[Dataset excerpt]
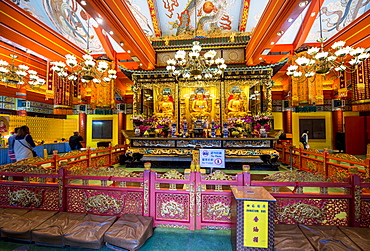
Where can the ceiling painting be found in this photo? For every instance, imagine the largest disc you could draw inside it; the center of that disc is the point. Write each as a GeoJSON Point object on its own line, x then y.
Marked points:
{"type": "Point", "coordinates": [198, 17]}
{"type": "Point", "coordinates": [335, 15]}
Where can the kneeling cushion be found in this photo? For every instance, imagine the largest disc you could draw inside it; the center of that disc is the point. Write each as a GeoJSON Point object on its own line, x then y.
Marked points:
{"type": "Point", "coordinates": [52, 231]}
{"type": "Point", "coordinates": [21, 227]}
{"type": "Point", "coordinates": [130, 231]}
{"type": "Point", "coordinates": [9, 214]}
{"type": "Point", "coordinates": [89, 233]}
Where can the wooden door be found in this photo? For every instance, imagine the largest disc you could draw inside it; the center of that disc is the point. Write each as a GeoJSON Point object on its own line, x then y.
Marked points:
{"type": "Point", "coordinates": [355, 135]}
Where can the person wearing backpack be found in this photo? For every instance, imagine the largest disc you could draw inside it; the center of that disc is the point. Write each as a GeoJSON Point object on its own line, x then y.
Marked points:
{"type": "Point", "coordinates": [23, 144]}
{"type": "Point", "coordinates": [304, 139]}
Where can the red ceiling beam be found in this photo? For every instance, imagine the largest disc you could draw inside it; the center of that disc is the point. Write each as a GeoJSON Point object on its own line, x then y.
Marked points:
{"type": "Point", "coordinates": [306, 24]}
{"type": "Point", "coordinates": [274, 19]}
{"type": "Point", "coordinates": [20, 27]}
{"type": "Point", "coordinates": [355, 34]}
{"type": "Point", "coordinates": [119, 19]}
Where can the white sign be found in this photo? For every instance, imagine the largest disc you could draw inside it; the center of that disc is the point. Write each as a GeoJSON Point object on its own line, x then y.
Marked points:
{"type": "Point", "coordinates": [213, 158]}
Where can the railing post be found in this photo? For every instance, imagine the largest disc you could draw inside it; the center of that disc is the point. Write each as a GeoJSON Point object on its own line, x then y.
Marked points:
{"type": "Point", "coordinates": [110, 154]}
{"type": "Point", "coordinates": [196, 215]}
{"type": "Point", "coordinates": [283, 153]}
{"type": "Point", "coordinates": [325, 161]}
{"type": "Point", "coordinates": [246, 175]}
{"type": "Point", "coordinates": [88, 157]}
{"type": "Point", "coordinates": [300, 158]}
{"type": "Point", "coordinates": [56, 159]}
{"type": "Point", "coordinates": [62, 187]}
{"type": "Point", "coordinates": [291, 157]}
{"type": "Point", "coordinates": [367, 161]}
{"type": "Point", "coordinates": [147, 188]}
{"type": "Point", "coordinates": [354, 216]}
{"type": "Point", "coordinates": [152, 178]}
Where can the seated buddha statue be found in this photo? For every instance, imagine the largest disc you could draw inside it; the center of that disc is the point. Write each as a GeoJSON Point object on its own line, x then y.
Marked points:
{"type": "Point", "coordinates": [199, 107]}
{"type": "Point", "coordinates": [236, 107]}
{"type": "Point", "coordinates": [165, 108]}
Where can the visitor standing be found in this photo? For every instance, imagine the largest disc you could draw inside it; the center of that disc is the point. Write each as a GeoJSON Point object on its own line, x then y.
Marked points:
{"type": "Point", "coordinates": [304, 139]}
{"type": "Point", "coordinates": [75, 141]}
{"type": "Point", "coordinates": [23, 144]}
{"type": "Point", "coordinates": [11, 140]}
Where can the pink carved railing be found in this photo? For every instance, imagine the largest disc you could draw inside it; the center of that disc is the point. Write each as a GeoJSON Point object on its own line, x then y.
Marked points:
{"type": "Point", "coordinates": [213, 199]}
{"type": "Point", "coordinates": [172, 199]}
{"type": "Point", "coordinates": [311, 160]}
{"type": "Point", "coordinates": [192, 200]}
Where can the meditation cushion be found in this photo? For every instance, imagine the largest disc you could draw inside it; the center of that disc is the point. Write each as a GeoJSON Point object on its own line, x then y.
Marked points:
{"type": "Point", "coordinates": [89, 233]}
{"type": "Point", "coordinates": [359, 235]}
{"type": "Point", "coordinates": [290, 237]}
{"type": "Point", "coordinates": [328, 238]}
{"type": "Point", "coordinates": [130, 231]}
{"type": "Point", "coordinates": [52, 231]}
{"type": "Point", "coordinates": [9, 214]}
{"type": "Point", "coordinates": [22, 226]}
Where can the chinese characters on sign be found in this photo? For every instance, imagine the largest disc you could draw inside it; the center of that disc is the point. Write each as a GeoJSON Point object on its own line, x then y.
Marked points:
{"type": "Point", "coordinates": [256, 224]}
{"type": "Point", "coordinates": [213, 158]}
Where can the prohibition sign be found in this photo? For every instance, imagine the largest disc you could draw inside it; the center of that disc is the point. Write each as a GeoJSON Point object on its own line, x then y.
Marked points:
{"type": "Point", "coordinates": [218, 161]}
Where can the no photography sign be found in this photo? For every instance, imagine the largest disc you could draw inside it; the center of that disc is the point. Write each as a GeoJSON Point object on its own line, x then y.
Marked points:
{"type": "Point", "coordinates": [213, 158]}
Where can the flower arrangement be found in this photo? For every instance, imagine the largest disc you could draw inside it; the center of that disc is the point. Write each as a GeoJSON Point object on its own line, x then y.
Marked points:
{"type": "Point", "coordinates": [138, 119]}
{"type": "Point", "coordinates": [262, 118]}
{"type": "Point", "coordinates": [239, 125]}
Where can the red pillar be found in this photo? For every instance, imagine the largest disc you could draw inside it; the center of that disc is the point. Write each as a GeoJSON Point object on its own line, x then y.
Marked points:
{"type": "Point", "coordinates": [21, 94]}
{"type": "Point", "coordinates": [82, 120]}
{"type": "Point", "coordinates": [337, 124]}
{"type": "Point", "coordinates": [121, 126]}
{"type": "Point", "coordinates": [287, 121]}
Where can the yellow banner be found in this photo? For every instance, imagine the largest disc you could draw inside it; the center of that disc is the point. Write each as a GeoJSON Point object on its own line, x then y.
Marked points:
{"type": "Point", "coordinates": [256, 224]}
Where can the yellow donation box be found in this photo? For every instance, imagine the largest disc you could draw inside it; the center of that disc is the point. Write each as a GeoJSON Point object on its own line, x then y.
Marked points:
{"type": "Point", "coordinates": [253, 218]}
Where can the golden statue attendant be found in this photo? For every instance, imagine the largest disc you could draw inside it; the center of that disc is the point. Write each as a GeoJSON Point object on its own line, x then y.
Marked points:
{"type": "Point", "coordinates": [165, 108]}
{"type": "Point", "coordinates": [199, 107]}
{"type": "Point", "coordinates": [236, 106]}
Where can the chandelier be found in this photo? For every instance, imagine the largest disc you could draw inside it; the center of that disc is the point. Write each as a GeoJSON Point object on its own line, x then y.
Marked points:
{"type": "Point", "coordinates": [18, 74]}
{"type": "Point", "coordinates": [196, 66]}
{"type": "Point", "coordinates": [339, 58]}
{"type": "Point", "coordinates": [86, 71]}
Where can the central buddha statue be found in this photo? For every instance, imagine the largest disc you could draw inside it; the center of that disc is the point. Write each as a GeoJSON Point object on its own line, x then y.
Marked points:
{"type": "Point", "coordinates": [199, 107]}
{"type": "Point", "coordinates": [236, 106]}
{"type": "Point", "coordinates": [165, 108]}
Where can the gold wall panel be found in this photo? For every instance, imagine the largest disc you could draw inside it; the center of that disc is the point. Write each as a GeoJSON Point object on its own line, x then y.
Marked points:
{"type": "Point", "coordinates": [162, 57]}
{"type": "Point", "coordinates": [47, 129]}
{"type": "Point", "coordinates": [235, 55]}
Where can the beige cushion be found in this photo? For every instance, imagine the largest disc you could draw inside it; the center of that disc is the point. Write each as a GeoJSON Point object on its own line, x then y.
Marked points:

Your objective:
Verbatim reproduction of every record is required; images are left out.

Output below:
Where can the ceiling painting be found in this photo? For every instance, imagine the largest disc you could draw inside it; the center of that disc is the point. Write each as a GeoJSON Point object on its own line, x then y.
Marked points:
{"type": "Point", "coordinates": [198, 17]}
{"type": "Point", "coordinates": [335, 15]}
Where can the kneeling cushion be found in this photo? For every instance, imagine the largest disc you could draw inside it; the center of that disc is the point. Write each as a GeoJSON Point object on its own line, x then y.
Marked points:
{"type": "Point", "coordinates": [52, 231]}
{"type": "Point", "coordinates": [21, 227]}
{"type": "Point", "coordinates": [130, 231]}
{"type": "Point", "coordinates": [9, 214]}
{"type": "Point", "coordinates": [89, 233]}
Where can the wooden door be found in this photo? For every instance, imagine the largest disc you could draw inside it; the center of that disc is the point. Write each as a GeoJSON Point object on its own line, x then y.
Marked points:
{"type": "Point", "coordinates": [355, 135]}
Where can the person wearing backpack be found in this photo? For every instance, imagine the largest disc you could draw inside it; the center of that disc is the point. Write each as a GeoJSON Point object on its own line, x then y.
Marked points:
{"type": "Point", "coordinates": [23, 144]}
{"type": "Point", "coordinates": [304, 139]}
Where can the red ceiling beam be found in this photo? For every instance, imagine the largest disc you could draw inside it; the center of that disc is the point. Write each as a GeoJSON Point object on its own line, x then y.
Marked points:
{"type": "Point", "coordinates": [306, 24]}
{"type": "Point", "coordinates": [274, 19]}
{"type": "Point", "coordinates": [20, 27]}
{"type": "Point", "coordinates": [355, 34]}
{"type": "Point", "coordinates": [119, 19]}
Where can the white sign be found in this photo? For every instance, imagine the largest disc you could draw inside it; the center of that disc is the point. Write each as a GeoJSON Point object on its own line, x then y.
Marked points:
{"type": "Point", "coordinates": [213, 158]}
Where can the railing post be found in this photo? For every instance, imagine the largest disc you could draw inside it; the center of that disc is the point. Write each as a GeoJSON Point object on its own line, x then y.
Marked points:
{"type": "Point", "coordinates": [110, 154]}
{"type": "Point", "coordinates": [196, 215]}
{"type": "Point", "coordinates": [283, 153]}
{"type": "Point", "coordinates": [325, 161]}
{"type": "Point", "coordinates": [246, 175]}
{"type": "Point", "coordinates": [88, 157]}
{"type": "Point", "coordinates": [300, 158]}
{"type": "Point", "coordinates": [56, 159]}
{"type": "Point", "coordinates": [62, 187]}
{"type": "Point", "coordinates": [291, 157]}
{"type": "Point", "coordinates": [367, 161]}
{"type": "Point", "coordinates": [147, 188]}
{"type": "Point", "coordinates": [354, 216]}
{"type": "Point", "coordinates": [152, 178]}
Where can the seated buddha statue be found in this photo? For every instance, imagine the largest disc you could draw inside it; the center of that disc is the point. Write each as a GeoJSON Point object on its own line, x then y.
Marked points:
{"type": "Point", "coordinates": [199, 107]}
{"type": "Point", "coordinates": [236, 107]}
{"type": "Point", "coordinates": [165, 108]}
Where can the visitor standing be found in this photo? For every instance, imagine the largest disc you could draw inside it; the center of that disc is the point. Write each as a GeoJSON Point object on its own line, x then y.
Marked points:
{"type": "Point", "coordinates": [304, 139]}
{"type": "Point", "coordinates": [75, 141]}
{"type": "Point", "coordinates": [23, 144]}
{"type": "Point", "coordinates": [11, 140]}
Where can the pink carved railing be found in this photo? For every instance, imagine the largest disc you could draw inside it; the center of that disc is the point. Write each as a GeoJSON Point object on its own line, x then y.
Marked points:
{"type": "Point", "coordinates": [213, 199]}
{"type": "Point", "coordinates": [172, 199]}
{"type": "Point", "coordinates": [311, 160]}
{"type": "Point", "coordinates": [192, 200]}
Where can the meditation cushion be found in this photo? For every instance, imagine the largest disc you could draw inside it; the center of that disc is the point. Write each as a GeoJSON Point object on its own line, x then y.
Marked points:
{"type": "Point", "coordinates": [89, 233]}
{"type": "Point", "coordinates": [359, 235]}
{"type": "Point", "coordinates": [290, 237]}
{"type": "Point", "coordinates": [328, 238]}
{"type": "Point", "coordinates": [130, 231]}
{"type": "Point", "coordinates": [52, 231]}
{"type": "Point", "coordinates": [9, 214]}
{"type": "Point", "coordinates": [22, 226]}
Where can the chinese characters on sign be found in this photo? For every instance, imagine the largest disc you could draw inside it; the center of that disc is the point. Write each as a GeoJSON Point object on its own line, x then y.
Marked points:
{"type": "Point", "coordinates": [256, 224]}
{"type": "Point", "coordinates": [213, 158]}
Where can the prohibition sign be found in this photo? For every instance, imagine the largest disc you could draw inside it; the center of that disc is the point. Write each as a GeoJSON Point object on its own line, x then y.
Marked points:
{"type": "Point", "coordinates": [218, 161]}
Where can the no photography sign be found in this photo? For every instance, imagine the largest disc you could draw inside it; the center of that disc is the point. Write each as a GeoJSON Point object on its own line, x then y.
Marked points:
{"type": "Point", "coordinates": [213, 158]}
Where can the flower arrangement be found in this photo? For every instance, imagine the largest disc you could draw inside it; the center of that disc is the point. Write each as a GeoJSON Point object on its own line, x then y.
Marked points:
{"type": "Point", "coordinates": [138, 119]}
{"type": "Point", "coordinates": [262, 118]}
{"type": "Point", "coordinates": [239, 125]}
Where can the red pillar be found in this photo? For every instance, imagine the largest disc you could draw inside it; the center of that disc is the point. Write each as a GeoJSON Point object on its own line, x then y.
Marked points:
{"type": "Point", "coordinates": [21, 94]}
{"type": "Point", "coordinates": [82, 120]}
{"type": "Point", "coordinates": [337, 124]}
{"type": "Point", "coordinates": [121, 126]}
{"type": "Point", "coordinates": [287, 121]}
Where can the yellow banner be found in this photo? For every instance, imagine the largest disc you could draw inside it; the center of that disc is the point. Write each as a GeoJSON Point object on its own line, x then y.
Marked points:
{"type": "Point", "coordinates": [256, 224]}
Where can the yellow donation box be found in this photo? For every instance, imagine the largest disc you could draw inside it; the center of that disc is the point. Write each as a GeoJSON Point object on its own line, x then y.
Marked points:
{"type": "Point", "coordinates": [253, 218]}
Where can the golden statue attendant be found in this photo? For every instance, imagine the largest disc you could draw inside it; the center of that disc is the point. Write each as a GeoJSON Point object on its own line, x then y.
Marked points:
{"type": "Point", "coordinates": [165, 108]}
{"type": "Point", "coordinates": [199, 107]}
{"type": "Point", "coordinates": [236, 106]}
Where can the chandelier be found in this photo? For every instance, imagine the largest disc you could draw inside it; the center of that disc is the point. Write each as a GeoJSON Point object on its own line, x then y.
Marked points:
{"type": "Point", "coordinates": [18, 74]}
{"type": "Point", "coordinates": [196, 66]}
{"type": "Point", "coordinates": [339, 58]}
{"type": "Point", "coordinates": [86, 71]}
Where can the central buddha statue be found in this photo? For every instance, imagine the largest disc you could draw inside it; the center of that disc is the point. Write each as a GeoJSON Point object on its own line, x then y.
Marked points:
{"type": "Point", "coordinates": [199, 107]}
{"type": "Point", "coordinates": [236, 106]}
{"type": "Point", "coordinates": [165, 108]}
Where can the gold wall panel be found in this photo? For every instance, imagine the largest disc you could draw inside it; the center of that disc is the point. Write each as a GeoJSON Point object on its own line, x then y.
Marked points:
{"type": "Point", "coordinates": [162, 57]}
{"type": "Point", "coordinates": [47, 129]}
{"type": "Point", "coordinates": [235, 55]}
Where can the beige cushion be found in this photo? For every instance, imagine the largest disc you could draw inside it; the center of that disc is the point. Write each as a GeoJSON Point object on its own line, x then y.
Marked points:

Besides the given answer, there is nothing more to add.